(Text passage)
"""
In conclusion, we use a noisy validation set to ensure a fair and relevant evaluation of our method within the specific context of learning with noisy labels.
[7] Early-learning regularization prevents memorization of noisy labels, NeurIPS 2020. [8] Robust Early-learning: Hindering the Memorization of Noisy Labels, ICLR 2021. [9] Mitigating Memorization of Noisy Labels by Clipping the Model Prediction, ICML 2023. [10] Late stopping: Avoiding confidently learning from mislabeled examples, ICCV2023.
Response to Question 5 (Training data size) Although our method targets domains with limited training data, its fundamental principle of using all available data effectively applies universally when the training and validation sets have similar distributions. In such cases, incorporating the validation data into the training set can always be positive for the model performance, regardless of training data size or validation data split ratio.
We really appreciate your feedback as it significantly contributes to refining our research. We are committed to investigating these aspects to extend the applicability of the Label Wave method.
I thank the authors for clarifying the questions and also for the extra experiment on the Clothing 1M dataset. Most of my concerns are addressed but I have two extra questions:
-
The authors claims that 20%-80% label noise is what people commonly do, but not citations are provided. Also, some recent work also considers 0%-20% label noise[1]. Even if this is commonly done, it doesn't mean this is the correct way to do. For example, the CIFAR-10N dataset, using CIFAR-10N-aggregate or CIFAR-10N-random (both have <20% label noise) is more realistic than CIFAR-10N-worse. I appreciate that the proposed method works well for heavy noise, but I do believe showing how it behaves in case of less noise is also important. I believe even if the method doesn't work well for less noise it doesn't undermine the paper's contribution, but instead the fact of presenting the results provides a more comprehensive view of the method.
"""
(Request A) Decide whether each statement agrees with the review discussion, answering yes or no and quoting the words that settle it: (i) The reviewer says every concern has been resolved. (ii) The authors evaluate their method with a noisy validation set. (iii) The reviewer calls CIFAR-10N-worse more realistic than CIFAR-10N-aggregate.
The listing that comes next has no connection to the review discussion.

(Coordinate annotation entries)
"""
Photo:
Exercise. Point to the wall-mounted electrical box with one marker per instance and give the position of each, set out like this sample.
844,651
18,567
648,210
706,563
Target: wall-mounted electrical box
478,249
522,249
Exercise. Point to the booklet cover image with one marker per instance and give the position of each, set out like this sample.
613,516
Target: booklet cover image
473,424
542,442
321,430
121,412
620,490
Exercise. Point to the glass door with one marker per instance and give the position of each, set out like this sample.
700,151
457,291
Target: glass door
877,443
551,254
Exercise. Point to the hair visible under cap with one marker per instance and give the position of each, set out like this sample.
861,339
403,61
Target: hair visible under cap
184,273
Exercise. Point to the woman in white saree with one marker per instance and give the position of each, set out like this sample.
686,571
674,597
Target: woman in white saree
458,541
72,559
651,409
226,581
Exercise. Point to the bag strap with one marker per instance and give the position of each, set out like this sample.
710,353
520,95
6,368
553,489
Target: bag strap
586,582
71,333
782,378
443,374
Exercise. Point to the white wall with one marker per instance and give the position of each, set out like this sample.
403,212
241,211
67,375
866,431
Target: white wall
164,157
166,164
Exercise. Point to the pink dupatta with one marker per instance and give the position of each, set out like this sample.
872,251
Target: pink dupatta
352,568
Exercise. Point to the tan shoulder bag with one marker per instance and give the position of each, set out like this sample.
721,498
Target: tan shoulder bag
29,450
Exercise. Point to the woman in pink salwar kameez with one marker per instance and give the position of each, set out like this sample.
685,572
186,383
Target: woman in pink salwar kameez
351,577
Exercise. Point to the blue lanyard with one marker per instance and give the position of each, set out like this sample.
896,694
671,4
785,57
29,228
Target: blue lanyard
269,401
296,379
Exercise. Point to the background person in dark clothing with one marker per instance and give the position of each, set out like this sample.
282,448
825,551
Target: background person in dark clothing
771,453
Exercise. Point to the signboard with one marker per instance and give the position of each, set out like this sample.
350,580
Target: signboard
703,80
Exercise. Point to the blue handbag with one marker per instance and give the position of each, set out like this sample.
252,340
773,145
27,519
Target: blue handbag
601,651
"""
(Request B) Identify each line of the listing above that contains the string "booklet", and copy those lines.

(Output A)
(i) No: "Most of my concerns are addressed but I have two extra questions"
(ii) Yes: "we use a noisy validation set to ensure a fair and relevant evaluation of our method"
(iii) No: "using CIFAR-10N-aggregate or CIFAR-10N-random (both have <20% label noise) is more realistic than CIFAR-10N-worse"

(Output B)
Exercise. Point to the booklet cover image with one marker per instance and give the position of each, set out like this sample.
Target: booklet cover image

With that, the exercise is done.